Donner du pain à un assoiffé, ou comment se prendre un râteau

Photo: Kristýna Maková

Le pain – chléb, ce bon pain tchèque que nous avions évoqué dans notre dernière émission, apparaît dans un grand nombre d’expressions et proverbes. Ce constat vaut très probablement pour beaucoup de langues dans le monde, c’est le cas notamment en français, comme en tchèque… C’est donc à quelques-unes de ces expressions de la langue tchèque que nous allons nous intéresser pour cette fois.

Photo: Kristýna Maková
De toutes les expressions tchèques existantes faisant référence au pain, celle selon laquelle « všude je chleba o dvou kůrkách » - littéralement « partout il y a du pain à deux croûtes », est peut-être une des plus belles et imagées. Dans son sens figuré, elle signifie que partout, dans quoi que ce soit, il y a du bon et du moins bon, du bien et du mauvais. Autrement dit, rien n’est jamais parfait, un avantage est souvent accompagné d’inconvénients, il existe des problèmes dans chaque chose, en tout lieu. En français, et c’est d’ailleurs ce que mentionne le dictionnaire tchcéo-français, une expression équivalente pourrait être « chaque vin a sa lie », bien entendu à ne pas confondre avec « boire le calice, la coupe, jusqu’à la lie », qui veut dire supporter une épreuve pénible jusqu’à son terme.

Que le pain et le vin, fruits de la terre et du travail de l’homme, nourritures de base et symboles déjà dans les régions antiques, aillent ensemble, c’est une évidence. Mais qu’il existe une similitude entre ces deux expressions tchèque et française, « partout il y a du pain à deux croûtes » - « všude je chleba o dvou kůrkách », et « chaque vin a sa lie », est moins évident. Et pourtant, en y réfléchissant un peu, on trouve un lien certain. Comme chacun sait, la lie est le dépôt qui se forme dans les liquides fermentés comme le vin donc, mais aussi la bière ou le vinaigre. Mais on parle également de manière imagée de la lie quand on veut désigner péjorativement les résidus, les déchets et même ce qu’il y a de plus mauvais dans la société. On parle alors parfois de la lie de la populace. Selon le contexte, il peut donc bien exister une connotation négative dans le mot lie.

> _Tâche 1_: Exprimez sous forme de liste JSON de chaînes les lignes des données, de la toute première jusqu'à celle qui contient "pixel 490 363", ces deux lignes comprises, avec une chaîne par ligne et sans les lignes vides. Les images ne doivent pas figurer dans la réponse.

> _Données d'entrée_:
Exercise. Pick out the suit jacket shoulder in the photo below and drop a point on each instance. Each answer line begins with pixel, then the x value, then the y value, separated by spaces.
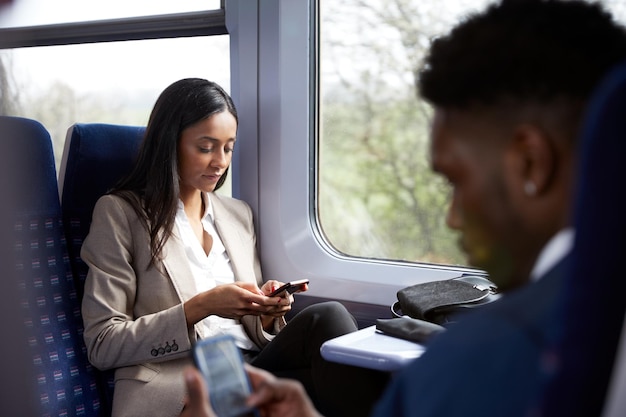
pixel 490 363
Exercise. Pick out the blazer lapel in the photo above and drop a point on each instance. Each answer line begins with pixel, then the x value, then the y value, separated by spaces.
pixel 230 232
pixel 177 267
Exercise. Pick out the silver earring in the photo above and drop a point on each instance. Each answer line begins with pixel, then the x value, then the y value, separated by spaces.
pixel 530 188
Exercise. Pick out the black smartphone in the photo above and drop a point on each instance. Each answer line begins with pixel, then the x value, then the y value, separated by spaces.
pixel 290 287
pixel 221 363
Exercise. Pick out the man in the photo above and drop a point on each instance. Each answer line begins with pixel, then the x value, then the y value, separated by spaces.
pixel 509 88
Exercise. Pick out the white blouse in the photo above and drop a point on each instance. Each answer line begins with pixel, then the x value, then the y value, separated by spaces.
pixel 210 271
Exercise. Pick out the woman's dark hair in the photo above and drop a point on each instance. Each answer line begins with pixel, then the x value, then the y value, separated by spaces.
pixel 152 187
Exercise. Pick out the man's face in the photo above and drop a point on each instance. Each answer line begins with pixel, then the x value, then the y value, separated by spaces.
pixel 470 152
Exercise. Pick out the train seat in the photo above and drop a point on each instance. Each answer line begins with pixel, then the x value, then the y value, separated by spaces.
pixel 63 382
pixel 593 303
pixel 95 157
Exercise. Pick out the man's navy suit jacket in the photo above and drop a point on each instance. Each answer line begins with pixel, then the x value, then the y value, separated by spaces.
pixel 493 362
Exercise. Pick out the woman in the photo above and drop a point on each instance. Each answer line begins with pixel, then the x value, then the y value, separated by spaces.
pixel 170 262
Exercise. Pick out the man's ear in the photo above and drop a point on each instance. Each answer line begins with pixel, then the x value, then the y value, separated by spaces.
pixel 535 159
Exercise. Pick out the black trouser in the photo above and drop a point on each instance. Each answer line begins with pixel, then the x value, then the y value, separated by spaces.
pixel 336 390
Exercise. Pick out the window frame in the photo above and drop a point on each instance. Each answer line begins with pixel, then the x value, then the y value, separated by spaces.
pixel 275 169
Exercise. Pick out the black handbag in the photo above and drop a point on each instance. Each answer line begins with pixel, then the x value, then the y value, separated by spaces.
pixel 440 301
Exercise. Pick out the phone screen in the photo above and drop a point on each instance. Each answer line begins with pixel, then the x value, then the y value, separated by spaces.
pixel 290 287
pixel 221 363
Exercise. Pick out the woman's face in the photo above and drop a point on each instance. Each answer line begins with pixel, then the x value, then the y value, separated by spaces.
pixel 205 150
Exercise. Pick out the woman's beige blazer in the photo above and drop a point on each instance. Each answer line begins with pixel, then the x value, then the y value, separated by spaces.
pixel 133 315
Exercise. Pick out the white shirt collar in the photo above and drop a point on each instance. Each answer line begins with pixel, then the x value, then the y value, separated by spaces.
pixel 556 249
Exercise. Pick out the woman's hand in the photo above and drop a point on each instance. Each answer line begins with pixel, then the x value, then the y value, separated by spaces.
pixel 234 301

> _Tâche 2_: Rédigez la suite du texte sur les expressions tchèques autour du pain.

> _Réponse rédigée 1_:
[
  "Exercise. Pick out the suit jacket shoulder in the photo below and drop a point on each instance. Each answer line begins with pixel, then the x value, then the y value, separated by spaces.",
  "pixel 490 363"
]

> _Réponse rédigée 2_:
Photo: Štěpánka Budková
La question qui se pose maintenant est de savoir pourquoi les Tchèques évoquent, eux, « un pain à deux croûtes » pour faire comprendre que rien n’est tout blanc, ni tout noir, alors qu’un pain ne peut avoir qu’une seule croûte. Tant que le pain est entier et n’a pas encore été coupé, on parle de la croûte du pain et non pas des croûtes du pain. On peut donc supposer que les Tchèques considèrent les choses de la façon suivante : selon le dictionnaire, une croûte est « la partie externe du pain durcie par la cuisson ». Mais que ce soit sur une miche – bochník, ou une tranche - krajíc, une tartine, il existe bien deux croûtes différentes, ou plus précisément deux types différents de la même croûte. Comprenez-nous bien : un pain cuit traditionnellement au feu de bois sera plus foncé, plus brun et même parfois noir s’il est un peu brûlé sur son dessus, tandis qu’en dessous, la croûte ce même pain sera plus claire. D’où l’idée, donc, d’une miche de pain à deux croûtes. Et la croûte plus foncée, comme la lie, représenterait de manière imagée ce qu’il y a de plus sombre, les inconvénients, les moins bons côtés de chaque chose.

Arrivé jusque-là, notons quand même, et c’est là un paradoxe amusant, que ce sens imagé, cette connotation négative, se rattache uniquement à l'apparence, à la couleur plus foncée du dessus du pain. Car autrement, nous savons tous que la croûte légèrement brûlée et encore croustillante d’un pain est ce qu’il y a de meilleur. Et plus encore accompagné d’un verre de vin, même si on boit celui-ci jusqu’à la lie…

Photo: Kristýna Maková
Autre expression de la langue tchèque intéressante : « koho chleba jíš, toho píseň zpívej », à savoir « chante une chanson à celui dont tu manges le pain ». Le sens est ici relativement simple, du moins de prime abord, car les interprétations peuvent être multiples. Néanmoins, selon l’interprétation la plus répandue, il s’agit de se montrer reconnaissant envers celui qui vous donne du travail et vous permet de gagner votre vie, de « gagner votre pain » - « vydělávat si na chleba », le mot pain étant alors entendu comme nourriture au sens général, même si, comme le prétend saint Matthieu dans son Evangile, « l’homme ne vivra pas seulement de pain » - « ne samým chlebem živ je člověk », « mais de toute parole qui sortira de la bouche de Dieu ».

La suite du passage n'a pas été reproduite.